> **Given request**:
Repeat all of the entries below word for word, but leave the pictures out.

Entries from a collection:
# # # # #
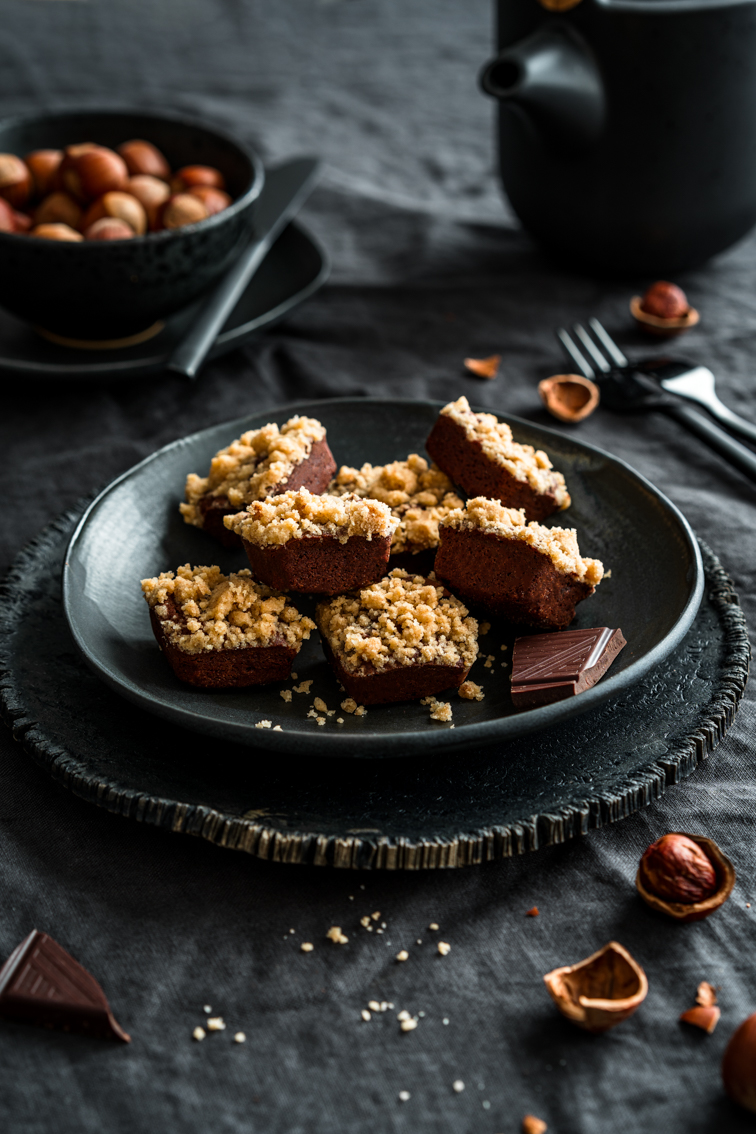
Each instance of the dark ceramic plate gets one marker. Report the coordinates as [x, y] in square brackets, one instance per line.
[292, 270]
[134, 530]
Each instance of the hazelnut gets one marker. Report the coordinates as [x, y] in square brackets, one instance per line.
[183, 209]
[121, 205]
[189, 176]
[739, 1065]
[43, 167]
[151, 193]
[600, 991]
[143, 157]
[664, 310]
[569, 397]
[56, 233]
[213, 200]
[15, 180]
[685, 876]
[93, 172]
[665, 301]
[109, 228]
[58, 208]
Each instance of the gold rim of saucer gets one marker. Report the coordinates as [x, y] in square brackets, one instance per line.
[129, 340]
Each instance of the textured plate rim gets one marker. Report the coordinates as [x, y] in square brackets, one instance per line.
[405, 743]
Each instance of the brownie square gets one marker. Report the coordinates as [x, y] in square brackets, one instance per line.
[477, 451]
[526, 573]
[223, 632]
[402, 639]
[315, 544]
[261, 463]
# # # # #
> **Response**:
Each instance of the dark ceramic plate gets one marker. Report the coordinates as [x, y] in square brackets, one instance per line.
[292, 270]
[134, 530]
Each instance of the hazelnut gets one marker. Report the coordinates as [x, y] in square brackets, one instance per line.
[183, 209]
[121, 205]
[189, 176]
[739, 1065]
[43, 167]
[151, 193]
[600, 991]
[143, 157]
[664, 310]
[569, 397]
[56, 233]
[213, 200]
[15, 180]
[685, 876]
[93, 172]
[665, 301]
[109, 228]
[58, 208]
Each instance of the gold rim of saucer gets one marker. Report the coordinates as [x, y] in square brackets, one instance per line.
[129, 340]
Each instance of the textured plate rim gets one marker. Report the coordinates as [x, y] in square brackets, one instance per line.
[405, 743]
Each instance of the brownie square gets one marker. Report the coordinates as [x, y] in square brackets, one instance per line.
[477, 451]
[526, 573]
[223, 632]
[402, 639]
[315, 544]
[261, 463]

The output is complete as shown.